Task inputs:
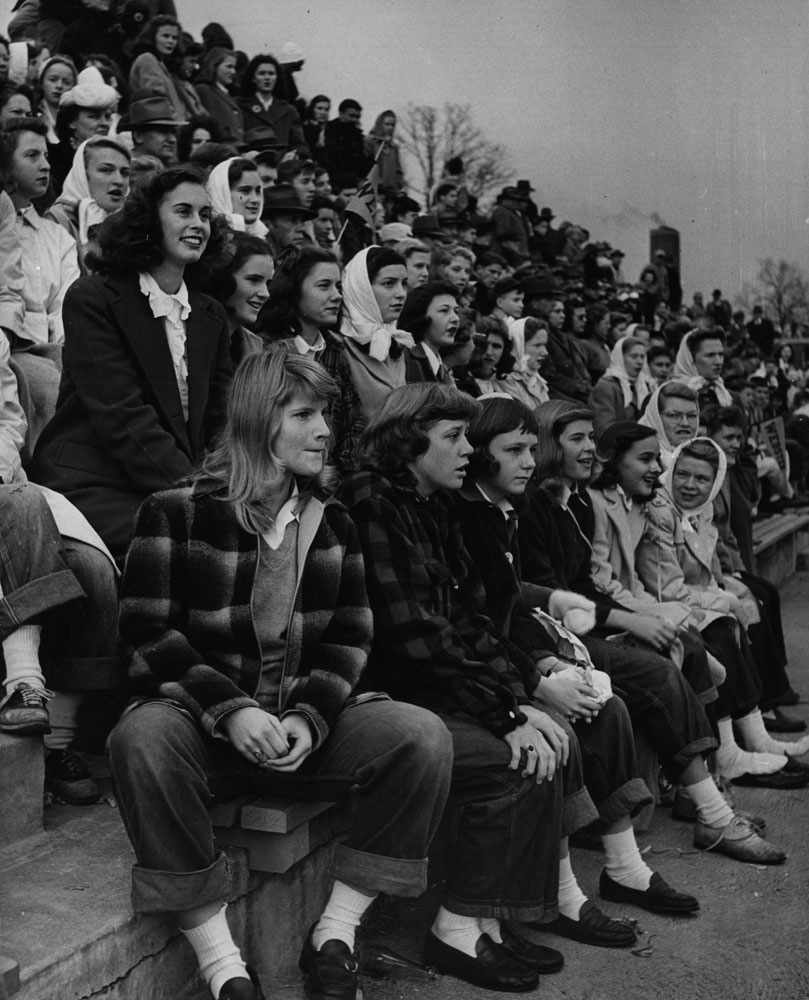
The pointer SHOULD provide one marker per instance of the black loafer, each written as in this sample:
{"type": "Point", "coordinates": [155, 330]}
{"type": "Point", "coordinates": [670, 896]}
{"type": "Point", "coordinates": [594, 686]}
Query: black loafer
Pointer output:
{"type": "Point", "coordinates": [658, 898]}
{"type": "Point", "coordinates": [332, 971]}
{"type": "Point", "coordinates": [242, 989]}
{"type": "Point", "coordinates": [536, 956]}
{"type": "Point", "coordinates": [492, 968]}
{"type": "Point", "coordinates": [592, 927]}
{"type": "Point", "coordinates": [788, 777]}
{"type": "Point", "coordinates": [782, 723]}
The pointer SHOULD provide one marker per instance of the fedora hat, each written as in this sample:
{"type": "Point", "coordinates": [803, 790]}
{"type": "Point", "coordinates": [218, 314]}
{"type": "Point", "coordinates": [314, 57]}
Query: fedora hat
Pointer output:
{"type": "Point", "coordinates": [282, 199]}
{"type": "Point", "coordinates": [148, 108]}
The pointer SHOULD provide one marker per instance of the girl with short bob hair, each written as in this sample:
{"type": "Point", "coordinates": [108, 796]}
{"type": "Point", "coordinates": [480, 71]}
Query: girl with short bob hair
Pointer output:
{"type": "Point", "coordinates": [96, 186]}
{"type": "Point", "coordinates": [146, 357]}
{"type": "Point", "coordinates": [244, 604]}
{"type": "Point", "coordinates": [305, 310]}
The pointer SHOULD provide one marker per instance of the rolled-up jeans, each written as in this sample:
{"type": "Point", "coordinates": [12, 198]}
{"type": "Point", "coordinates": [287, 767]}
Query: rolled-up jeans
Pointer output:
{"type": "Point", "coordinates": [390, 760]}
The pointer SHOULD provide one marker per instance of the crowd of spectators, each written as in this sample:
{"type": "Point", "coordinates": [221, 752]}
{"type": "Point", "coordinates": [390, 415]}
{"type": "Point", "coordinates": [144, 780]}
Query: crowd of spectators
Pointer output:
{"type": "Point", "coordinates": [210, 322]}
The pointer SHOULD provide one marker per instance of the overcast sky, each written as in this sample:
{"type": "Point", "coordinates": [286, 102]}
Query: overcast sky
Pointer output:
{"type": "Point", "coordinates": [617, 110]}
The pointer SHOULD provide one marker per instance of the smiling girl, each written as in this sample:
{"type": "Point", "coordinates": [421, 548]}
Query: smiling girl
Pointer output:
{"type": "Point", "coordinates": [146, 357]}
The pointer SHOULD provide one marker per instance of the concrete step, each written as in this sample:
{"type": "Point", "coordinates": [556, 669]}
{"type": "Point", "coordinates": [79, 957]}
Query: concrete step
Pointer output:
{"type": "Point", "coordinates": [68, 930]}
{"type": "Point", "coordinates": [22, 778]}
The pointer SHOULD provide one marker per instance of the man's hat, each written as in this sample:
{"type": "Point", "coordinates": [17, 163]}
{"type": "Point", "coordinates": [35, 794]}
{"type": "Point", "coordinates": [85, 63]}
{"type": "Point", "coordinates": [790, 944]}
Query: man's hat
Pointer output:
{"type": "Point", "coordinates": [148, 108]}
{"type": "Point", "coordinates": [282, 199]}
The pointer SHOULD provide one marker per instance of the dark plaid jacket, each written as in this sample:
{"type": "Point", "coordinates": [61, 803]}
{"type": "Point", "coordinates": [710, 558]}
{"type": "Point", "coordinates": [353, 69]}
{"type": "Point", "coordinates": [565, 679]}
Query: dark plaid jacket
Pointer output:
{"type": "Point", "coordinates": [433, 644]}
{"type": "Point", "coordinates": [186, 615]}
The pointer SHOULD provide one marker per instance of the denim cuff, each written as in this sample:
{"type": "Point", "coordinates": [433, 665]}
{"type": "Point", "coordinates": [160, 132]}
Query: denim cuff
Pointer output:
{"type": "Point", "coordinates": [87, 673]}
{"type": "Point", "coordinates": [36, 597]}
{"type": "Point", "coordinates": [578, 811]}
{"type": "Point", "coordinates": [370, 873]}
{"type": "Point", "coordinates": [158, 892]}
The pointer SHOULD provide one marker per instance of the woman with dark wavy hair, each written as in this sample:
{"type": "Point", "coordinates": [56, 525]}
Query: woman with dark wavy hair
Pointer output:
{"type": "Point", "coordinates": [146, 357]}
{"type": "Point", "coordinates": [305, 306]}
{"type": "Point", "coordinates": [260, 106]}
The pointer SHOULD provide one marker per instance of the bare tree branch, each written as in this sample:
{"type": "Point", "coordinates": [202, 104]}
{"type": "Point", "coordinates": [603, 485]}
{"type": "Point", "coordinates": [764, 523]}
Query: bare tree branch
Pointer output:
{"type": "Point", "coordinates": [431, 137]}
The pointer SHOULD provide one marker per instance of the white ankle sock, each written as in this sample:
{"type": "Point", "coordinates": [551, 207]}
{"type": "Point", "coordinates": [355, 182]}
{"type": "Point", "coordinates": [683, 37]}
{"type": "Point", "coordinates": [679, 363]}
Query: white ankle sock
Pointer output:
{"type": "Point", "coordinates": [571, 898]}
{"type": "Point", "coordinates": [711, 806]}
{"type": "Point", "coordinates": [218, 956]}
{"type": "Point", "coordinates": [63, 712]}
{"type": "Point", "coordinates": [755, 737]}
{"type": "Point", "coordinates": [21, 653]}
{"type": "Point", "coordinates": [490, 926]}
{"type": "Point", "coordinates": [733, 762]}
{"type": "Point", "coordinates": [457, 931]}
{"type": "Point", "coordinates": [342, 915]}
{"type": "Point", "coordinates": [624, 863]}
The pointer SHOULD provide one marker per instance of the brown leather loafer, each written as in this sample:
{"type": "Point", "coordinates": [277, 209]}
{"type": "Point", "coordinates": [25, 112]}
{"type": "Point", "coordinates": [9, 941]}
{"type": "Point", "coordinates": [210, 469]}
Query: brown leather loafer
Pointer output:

Aim of the task: Except for the pictures, copy every line of the records above exactly.

Output of the task:
The pointer SHOULD provide one marker per instance of the black loafer, each written as in this sample:
{"type": "Point", "coordinates": [155, 330]}
{"type": "Point", "coordinates": [670, 896]}
{"type": "Point", "coordinates": [594, 686]}
Query: black loafer
Pointer output:
{"type": "Point", "coordinates": [658, 898]}
{"type": "Point", "coordinates": [332, 971]}
{"type": "Point", "coordinates": [242, 989]}
{"type": "Point", "coordinates": [536, 956]}
{"type": "Point", "coordinates": [492, 968]}
{"type": "Point", "coordinates": [592, 927]}
{"type": "Point", "coordinates": [788, 777]}
{"type": "Point", "coordinates": [782, 723]}
The pointer SHOULD provide one marker per instance of the fedora hat, each written as in this sample:
{"type": "Point", "coordinates": [803, 790]}
{"type": "Point", "coordinates": [218, 314]}
{"type": "Point", "coordinates": [314, 57]}
Query: fedora hat
Pointer output:
{"type": "Point", "coordinates": [282, 199]}
{"type": "Point", "coordinates": [148, 108]}
The pointer SHOULD provide one marker per instance of the girl with short bob hair, each written as in this sample:
{"type": "Point", "coordinates": [108, 796]}
{"type": "Point", "coordinates": [480, 71]}
Query: girl with short bob hair
Pointer output:
{"type": "Point", "coordinates": [96, 186]}
{"type": "Point", "coordinates": [146, 357]}
{"type": "Point", "coordinates": [244, 604]}
{"type": "Point", "coordinates": [305, 310]}
The pointer SHOULD provide one marker per instance of the rolled-up jeans, each written as in this sample:
{"type": "Point", "coordinates": [12, 198]}
{"type": "Point", "coordinates": [287, 767]}
Query: rolled-up jeans
Pointer output:
{"type": "Point", "coordinates": [390, 760]}
The pointer SHOULD provide one marker per instance of the crowd of spectators, each written as in this sample:
{"type": "Point", "coordinates": [221, 752]}
{"type": "Point", "coordinates": [390, 415]}
{"type": "Point", "coordinates": [144, 780]}
Query: crowd of spectators
Pointer output:
{"type": "Point", "coordinates": [210, 322]}
The pointer SHOULD provide one marker per instance of the overcast sky, each written as in this sample:
{"type": "Point", "coordinates": [286, 102]}
Query: overcast sky
Pointer output:
{"type": "Point", "coordinates": [617, 110]}
The pointer SHOULD provide one marker per instance of the smiling girl, each written as in this sample:
{"type": "Point", "coordinates": [421, 548]}
Query: smiling girl
Pointer output:
{"type": "Point", "coordinates": [146, 357]}
The pointer SHOULD provide one marker per instance of the concrete step, each written as in this sample:
{"type": "Point", "coordinates": [556, 669]}
{"type": "Point", "coordinates": [79, 957]}
Query: concrete step
Pointer output:
{"type": "Point", "coordinates": [68, 930]}
{"type": "Point", "coordinates": [22, 778]}
The pointer SHOULD provide one marker per instance of the man's hat, each written as in this sample:
{"type": "Point", "coordinates": [17, 163]}
{"type": "Point", "coordinates": [35, 794]}
{"type": "Point", "coordinates": [85, 63]}
{"type": "Point", "coordinates": [790, 944]}
Query: man's hat
Pointer output:
{"type": "Point", "coordinates": [148, 108]}
{"type": "Point", "coordinates": [282, 199]}
The pointer SHOULD provide one marker per instance of the dark plaid jacket, each written as in this sample:
{"type": "Point", "coordinates": [61, 803]}
{"type": "Point", "coordinates": [710, 558]}
{"type": "Point", "coordinates": [353, 69]}
{"type": "Point", "coordinates": [565, 679]}
Query: dark plaid jacket
Pointer output:
{"type": "Point", "coordinates": [433, 644]}
{"type": "Point", "coordinates": [186, 615]}
The pointer SHOULD provide one marker per instance of the denim cuff, each written as in this sample:
{"type": "Point", "coordinates": [433, 665]}
{"type": "Point", "coordinates": [160, 132]}
Query: denim cuff
Pointer output:
{"type": "Point", "coordinates": [87, 673]}
{"type": "Point", "coordinates": [36, 597]}
{"type": "Point", "coordinates": [578, 811]}
{"type": "Point", "coordinates": [370, 873]}
{"type": "Point", "coordinates": [158, 892]}
The pointer SHOULD provide one marker per instance of the woman with dark wavy hair, each written as in this sample:
{"type": "Point", "coordinates": [56, 525]}
Query: woman with dark wavy hair
Pointer output:
{"type": "Point", "coordinates": [146, 357]}
{"type": "Point", "coordinates": [305, 306]}
{"type": "Point", "coordinates": [260, 106]}
The pointer SHOULD provide one marker per instance of the bare tree branch, each written as in this sample:
{"type": "Point", "coordinates": [202, 104]}
{"type": "Point", "coordinates": [603, 485]}
{"type": "Point", "coordinates": [764, 523]}
Query: bare tree branch
Pointer output:
{"type": "Point", "coordinates": [431, 137]}
The pointer SHOULD provide one marker per instance of the white ankle sock, each written as in this sample:
{"type": "Point", "coordinates": [551, 207]}
{"type": "Point", "coordinates": [355, 182]}
{"type": "Point", "coordinates": [683, 37]}
{"type": "Point", "coordinates": [679, 363]}
Query: white ankle sock
Pointer output:
{"type": "Point", "coordinates": [571, 898]}
{"type": "Point", "coordinates": [711, 806]}
{"type": "Point", "coordinates": [218, 956]}
{"type": "Point", "coordinates": [63, 712]}
{"type": "Point", "coordinates": [755, 737]}
{"type": "Point", "coordinates": [21, 653]}
{"type": "Point", "coordinates": [490, 926]}
{"type": "Point", "coordinates": [733, 762]}
{"type": "Point", "coordinates": [457, 931]}
{"type": "Point", "coordinates": [342, 915]}
{"type": "Point", "coordinates": [624, 863]}
The pointer SHOULD provide one marker per instance of the brown leather loafer, each written as in this sample:
{"type": "Point", "coordinates": [277, 209]}
{"type": "Point", "coordinates": [25, 112]}
{"type": "Point", "coordinates": [9, 941]}
{"type": "Point", "coordinates": [210, 469]}
Query: brown leather loafer
Pointer output:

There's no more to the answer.